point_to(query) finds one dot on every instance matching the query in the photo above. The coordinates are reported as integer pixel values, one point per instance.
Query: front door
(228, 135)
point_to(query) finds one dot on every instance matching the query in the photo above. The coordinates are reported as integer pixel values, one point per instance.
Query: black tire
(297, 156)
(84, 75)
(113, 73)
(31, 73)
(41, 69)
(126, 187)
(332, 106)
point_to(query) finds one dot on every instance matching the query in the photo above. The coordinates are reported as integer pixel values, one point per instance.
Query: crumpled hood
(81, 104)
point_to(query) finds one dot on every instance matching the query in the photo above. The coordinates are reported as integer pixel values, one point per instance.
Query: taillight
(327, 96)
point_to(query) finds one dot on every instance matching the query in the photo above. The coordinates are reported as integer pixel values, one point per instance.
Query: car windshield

*****

Write out the material above exactly, leaving out no line.

* The answer *
point_to(query) finds one dot on every instance matching the query in the photo above. The coordinates are reported as integer pixel values, one point per instance.
Query: front door
(228, 135)
point_to(query) finds one dot on every instance matching the query in the photo above. The coordinates are reported as integer pixel values, one point per instance.
Query: black tire
(297, 156)
(84, 75)
(113, 73)
(31, 73)
(41, 69)
(126, 187)
(332, 106)
point_to(query) finds one dot on every instance matching the query in the photo above. The coordinates are reported as integer pixel values, one point per instance.
Query: crumpled hood
(81, 104)
point_to(query) finds one dot on every instance matching the query in the photo above. The coordinates are reported as integer pixel values, one point per instance.
Query: taillight
(327, 96)
point_to(query) finds one dot on every instance matching the query in the photo above. The coordinates are reported as integer pixel values, one point per instance.
Query: car windshield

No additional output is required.